#### AVAILABLE RECORDS
◆ ◆ ◆

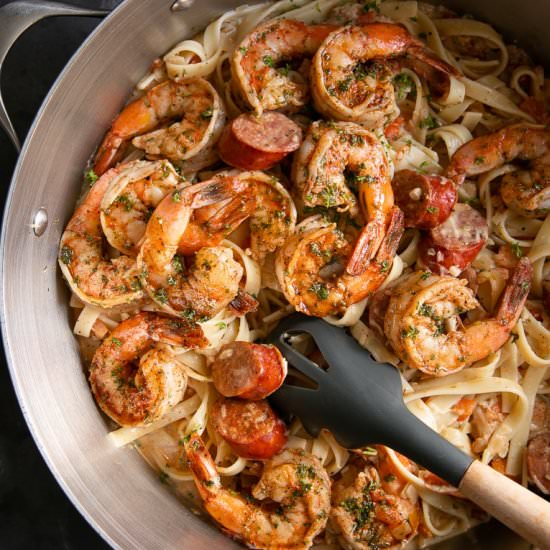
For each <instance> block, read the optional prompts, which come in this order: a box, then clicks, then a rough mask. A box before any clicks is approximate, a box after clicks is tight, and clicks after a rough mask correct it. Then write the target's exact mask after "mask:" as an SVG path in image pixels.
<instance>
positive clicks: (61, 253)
mask: <svg viewBox="0 0 550 550" xmlns="http://www.w3.org/2000/svg"><path fill="white" fill-rule="evenodd" d="M59 259H60V260H61V261H62V262H63V263H64V264H65V265H69V264H70V263H71V261H72V259H73V249H72V248H69V247H68V246H63V247H61V252H60V254H59Z"/></svg>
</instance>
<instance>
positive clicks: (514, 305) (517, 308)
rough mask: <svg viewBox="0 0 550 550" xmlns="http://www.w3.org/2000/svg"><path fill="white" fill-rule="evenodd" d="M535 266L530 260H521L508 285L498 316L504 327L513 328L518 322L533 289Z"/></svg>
mask: <svg viewBox="0 0 550 550" xmlns="http://www.w3.org/2000/svg"><path fill="white" fill-rule="evenodd" d="M532 277H533V266H532V265H531V262H530V261H529V259H528V258H525V257H524V258H521V260H520V261H519V263H518V265H517V266H516V268H515V269H514V271H513V273H512V277H510V280H509V281H508V283H507V284H506V288H505V290H504V292H503V293H502V295H501V297H500V300H499V305H498V309H497V314H496V320H497V321H498V322H499V324H501V325H502V326H505V327H509V328H512V327H513V326H514V325H515V324H516V323H517V321H518V319H519V316H520V315H521V312H522V310H523V305H524V304H525V300H526V299H527V296H528V295H529V290H530V288H531V279H532Z"/></svg>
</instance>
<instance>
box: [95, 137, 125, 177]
mask: <svg viewBox="0 0 550 550" xmlns="http://www.w3.org/2000/svg"><path fill="white" fill-rule="evenodd" d="M123 143H124V140H123V139H122V138H120V137H118V136H116V135H115V134H114V133H113V132H109V133H108V134H107V135H106V136H105V139H104V140H103V142H102V143H101V145H100V146H99V149H98V151H97V156H96V158H95V162H94V172H95V174H96V175H98V176H101V175H103V174H104V173H105V172H106V171H107V170H108V169H109V168H110V167H111V166H114V165H115V164H116V163H117V162H118V161H119V160H120V159H121V157H122V153H123V151H122V149H121V148H122V145H123Z"/></svg>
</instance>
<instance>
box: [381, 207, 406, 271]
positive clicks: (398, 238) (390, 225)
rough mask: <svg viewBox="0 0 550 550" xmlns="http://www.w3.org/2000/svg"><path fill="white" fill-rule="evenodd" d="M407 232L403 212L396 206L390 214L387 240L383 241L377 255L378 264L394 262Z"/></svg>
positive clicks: (387, 233) (384, 239)
mask: <svg viewBox="0 0 550 550" xmlns="http://www.w3.org/2000/svg"><path fill="white" fill-rule="evenodd" d="M404 231H405V216H404V214H403V211H402V210H401V209H400V208H399V207H398V206H394V207H393V208H392V210H391V213H390V223H389V224H388V229H387V231H386V238H385V239H384V240H383V241H382V245H381V246H380V249H379V250H378V254H376V259H377V261H378V262H384V261H392V260H393V258H394V257H395V255H396V253H397V248H398V247H399V241H401V237H402V236H403V232H404Z"/></svg>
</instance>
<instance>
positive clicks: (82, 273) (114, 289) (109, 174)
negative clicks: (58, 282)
mask: <svg viewBox="0 0 550 550" xmlns="http://www.w3.org/2000/svg"><path fill="white" fill-rule="evenodd" d="M119 172H120V169H118V168H114V169H112V170H110V171H109V172H107V173H106V174H104V175H103V176H102V177H101V178H99V179H98V180H97V181H96V182H95V184H94V185H93V187H92V188H91V189H90V190H89V191H88V194H87V195H86V197H85V198H84V200H83V201H82V202H81V203H80V205H79V207H78V208H77V209H76V211H75V213H74V214H73V216H72V218H71V219H70V220H69V223H68V224H67V227H66V228H65V231H64V232H63V235H62V236H61V242H60V245H59V266H60V267H61V271H62V273H63V275H64V277H65V279H67V282H68V283H69V286H70V287H71V289H72V291H73V292H74V293H75V294H76V295H77V296H78V297H79V298H80V299H81V300H82V301H84V302H86V303H88V304H94V305H96V306H100V307H105V308H107V307H113V306H116V305H120V304H125V303H129V302H132V301H134V300H139V299H140V298H142V297H143V292H142V290H141V285H140V282H139V278H138V269H137V266H136V263H135V260H134V259H133V258H129V257H128V256H120V257H118V258H112V259H109V258H108V257H106V256H105V255H104V251H103V248H104V246H103V244H104V236H103V231H102V229H101V221H100V204H101V200H102V198H103V196H104V194H105V191H106V189H107V187H108V186H109V184H110V182H111V181H112V179H113V178H114V177H117V175H118V174H119Z"/></svg>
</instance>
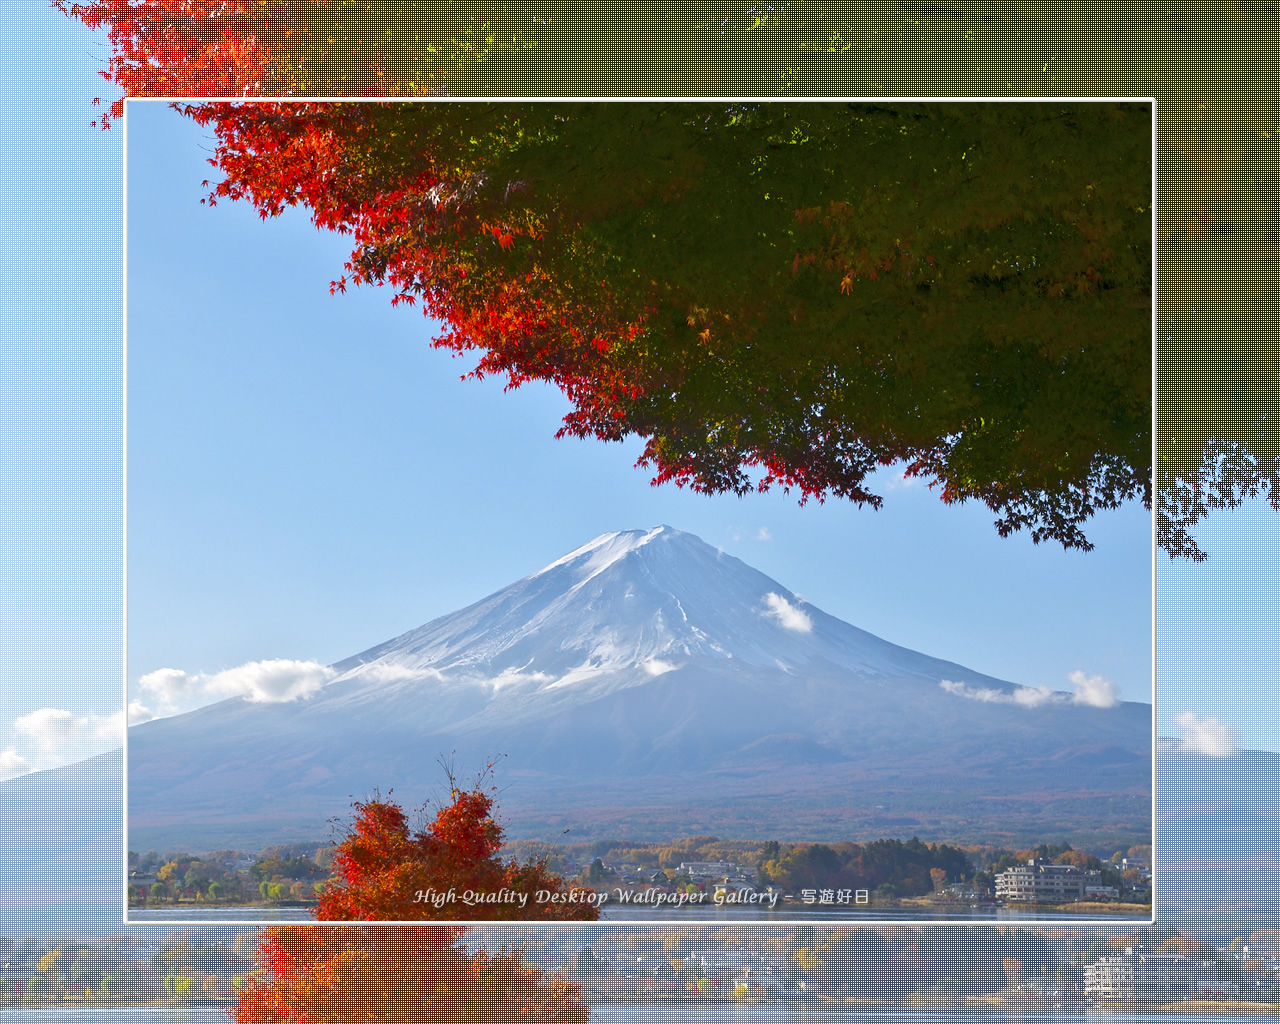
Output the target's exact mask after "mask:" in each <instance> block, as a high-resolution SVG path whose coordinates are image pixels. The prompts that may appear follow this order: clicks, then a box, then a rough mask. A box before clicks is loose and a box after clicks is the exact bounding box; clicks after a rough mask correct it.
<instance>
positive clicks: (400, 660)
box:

◆ ◆ ◆

#### WHAT TO PRODUCE
Find and show each line of the listing with the word "block".

#### RESULT OF THIS EXERCISE
For each <instance> block, read the optional prompts, which come in this order: a box, then clicks, then a rough mask. A box before any clicks is approximate, a box after clicks is tight, and clicks after a rough mask correct it. Then write the target's exact mask after "mask:" as an SVG path in image pixels.
Output the target's exact mask after "mask:" in each <instance> block, as a high-resolution SVG path whose coordinates are image pixels. The prompts that may appear follow this order: clicks, then a box, then a rough mask. A box before clicks is loose and a box after clicks is the exact bounding box; clicks after a rough mask correct it.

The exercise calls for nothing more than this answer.